Show each line in the listing below that contains the string "brown", copied in full and unchanged.

Exercise inputs:
· · · · ·

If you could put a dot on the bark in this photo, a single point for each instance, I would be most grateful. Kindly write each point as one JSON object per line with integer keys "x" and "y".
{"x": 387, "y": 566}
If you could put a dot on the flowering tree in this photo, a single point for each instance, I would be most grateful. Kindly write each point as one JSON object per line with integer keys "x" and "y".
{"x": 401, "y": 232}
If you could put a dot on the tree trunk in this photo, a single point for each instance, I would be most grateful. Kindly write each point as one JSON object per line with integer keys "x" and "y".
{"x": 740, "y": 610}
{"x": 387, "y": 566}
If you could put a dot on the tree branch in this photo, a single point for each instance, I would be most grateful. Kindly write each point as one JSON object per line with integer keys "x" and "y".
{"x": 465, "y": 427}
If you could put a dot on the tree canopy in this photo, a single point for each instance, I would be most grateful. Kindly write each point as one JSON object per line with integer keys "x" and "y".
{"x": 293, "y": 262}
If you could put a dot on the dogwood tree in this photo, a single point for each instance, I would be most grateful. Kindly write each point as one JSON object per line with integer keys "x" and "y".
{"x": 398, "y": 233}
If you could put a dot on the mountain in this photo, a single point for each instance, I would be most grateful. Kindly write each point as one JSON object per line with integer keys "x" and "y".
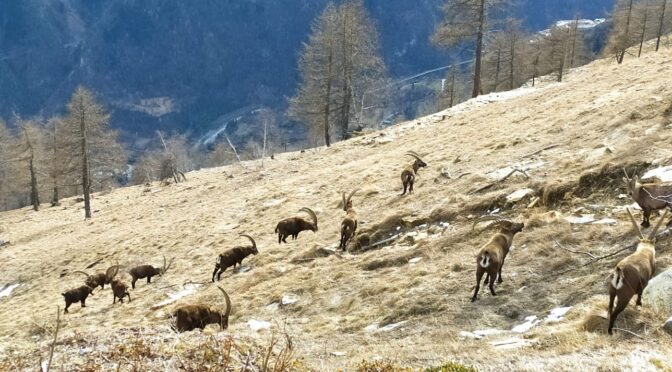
{"x": 406, "y": 301}
{"x": 181, "y": 65}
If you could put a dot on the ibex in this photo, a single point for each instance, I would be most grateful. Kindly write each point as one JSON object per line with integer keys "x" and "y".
{"x": 649, "y": 196}
{"x": 190, "y": 317}
{"x": 148, "y": 271}
{"x": 119, "y": 290}
{"x": 100, "y": 279}
{"x": 77, "y": 295}
{"x": 410, "y": 171}
{"x": 233, "y": 257}
{"x": 490, "y": 258}
{"x": 633, "y": 273}
{"x": 294, "y": 225}
{"x": 349, "y": 224}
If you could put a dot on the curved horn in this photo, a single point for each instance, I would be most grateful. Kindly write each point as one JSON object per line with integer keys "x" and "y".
{"x": 655, "y": 229}
{"x": 410, "y": 153}
{"x": 81, "y": 272}
{"x": 634, "y": 223}
{"x": 351, "y": 194}
{"x": 228, "y": 302}
{"x": 311, "y": 213}
{"x": 254, "y": 245}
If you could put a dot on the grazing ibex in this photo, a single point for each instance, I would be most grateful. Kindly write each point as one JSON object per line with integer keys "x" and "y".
{"x": 649, "y": 196}
{"x": 119, "y": 290}
{"x": 77, "y": 295}
{"x": 491, "y": 257}
{"x": 100, "y": 279}
{"x": 190, "y": 317}
{"x": 233, "y": 257}
{"x": 294, "y": 225}
{"x": 633, "y": 273}
{"x": 349, "y": 224}
{"x": 148, "y": 271}
{"x": 410, "y": 171}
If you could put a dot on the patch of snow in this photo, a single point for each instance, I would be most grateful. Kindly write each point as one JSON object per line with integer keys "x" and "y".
{"x": 511, "y": 343}
{"x": 557, "y": 314}
{"x": 8, "y": 289}
{"x": 188, "y": 290}
{"x": 518, "y": 195}
{"x": 530, "y": 322}
{"x": 289, "y": 299}
{"x": 663, "y": 173}
{"x": 415, "y": 260}
{"x": 258, "y": 325}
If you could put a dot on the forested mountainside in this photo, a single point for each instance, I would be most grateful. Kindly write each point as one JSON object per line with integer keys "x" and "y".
{"x": 181, "y": 65}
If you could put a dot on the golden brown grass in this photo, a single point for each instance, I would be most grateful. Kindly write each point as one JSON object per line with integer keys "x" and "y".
{"x": 344, "y": 299}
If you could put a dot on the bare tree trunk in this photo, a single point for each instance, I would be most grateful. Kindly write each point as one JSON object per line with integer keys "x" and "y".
{"x": 641, "y": 40}
{"x": 479, "y": 50}
{"x": 621, "y": 54}
{"x": 574, "y": 35}
{"x": 660, "y": 25}
{"x": 86, "y": 182}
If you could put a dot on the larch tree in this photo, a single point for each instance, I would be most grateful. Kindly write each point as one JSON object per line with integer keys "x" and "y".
{"x": 467, "y": 21}
{"x": 338, "y": 63}
{"x": 98, "y": 153}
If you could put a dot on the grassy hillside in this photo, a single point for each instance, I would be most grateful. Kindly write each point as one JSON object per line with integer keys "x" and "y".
{"x": 572, "y": 140}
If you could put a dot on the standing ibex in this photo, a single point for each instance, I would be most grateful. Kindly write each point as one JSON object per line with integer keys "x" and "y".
{"x": 349, "y": 224}
{"x": 190, "y": 317}
{"x": 491, "y": 257}
{"x": 649, "y": 196}
{"x": 100, "y": 279}
{"x": 410, "y": 171}
{"x": 148, "y": 271}
{"x": 78, "y": 294}
{"x": 233, "y": 257}
{"x": 633, "y": 273}
{"x": 294, "y": 225}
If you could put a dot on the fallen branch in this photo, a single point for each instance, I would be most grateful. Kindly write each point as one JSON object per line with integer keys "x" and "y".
{"x": 571, "y": 251}
{"x": 541, "y": 150}
{"x": 53, "y": 344}
{"x": 483, "y": 188}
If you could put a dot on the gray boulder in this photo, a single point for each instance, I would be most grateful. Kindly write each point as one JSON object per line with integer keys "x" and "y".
{"x": 658, "y": 293}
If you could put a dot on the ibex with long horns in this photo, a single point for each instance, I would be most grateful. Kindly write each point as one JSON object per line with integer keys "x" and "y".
{"x": 349, "y": 224}
{"x": 649, "y": 196}
{"x": 233, "y": 257}
{"x": 100, "y": 279}
{"x": 410, "y": 171}
{"x": 633, "y": 273}
{"x": 294, "y": 225}
{"x": 190, "y": 317}
{"x": 148, "y": 271}
{"x": 490, "y": 258}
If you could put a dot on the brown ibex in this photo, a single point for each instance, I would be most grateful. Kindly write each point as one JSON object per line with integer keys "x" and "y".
{"x": 349, "y": 224}
{"x": 649, "y": 196}
{"x": 119, "y": 290}
{"x": 633, "y": 273}
{"x": 490, "y": 258}
{"x": 100, "y": 279}
{"x": 148, "y": 271}
{"x": 78, "y": 294}
{"x": 190, "y": 317}
{"x": 294, "y": 225}
{"x": 410, "y": 171}
{"x": 233, "y": 257}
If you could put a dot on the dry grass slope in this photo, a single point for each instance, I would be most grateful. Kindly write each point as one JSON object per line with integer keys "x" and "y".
{"x": 571, "y": 139}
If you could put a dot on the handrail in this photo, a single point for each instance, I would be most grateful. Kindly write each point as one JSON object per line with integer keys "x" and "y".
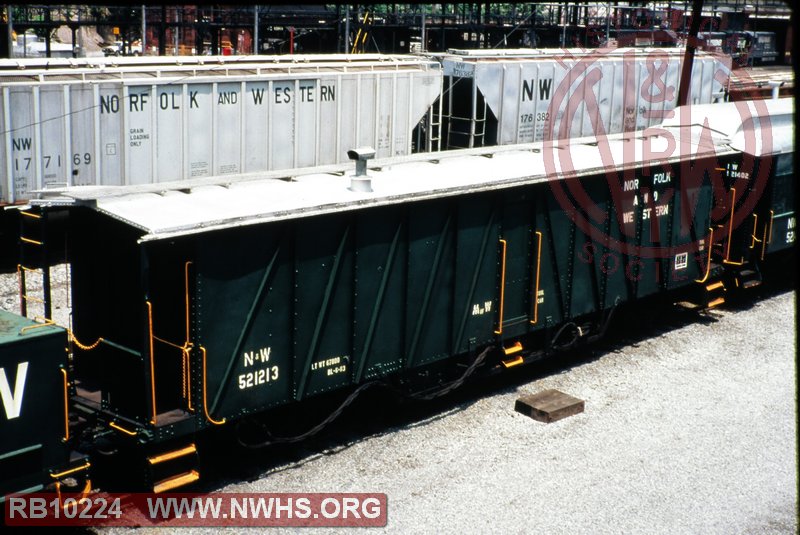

· · · · ·

Correct response:
If you could put a dot on the golden brown grass in this photo, a single point for each instance, I would be most grateful. Kindly write each point as one JSON object per line with integer keys "x" and "y".
If you could put a dot on the brown ibex in this photo, a single point for each instance, I would be most grateful. Kindly write each point as one JSON object per line with integer keys "x" and "y".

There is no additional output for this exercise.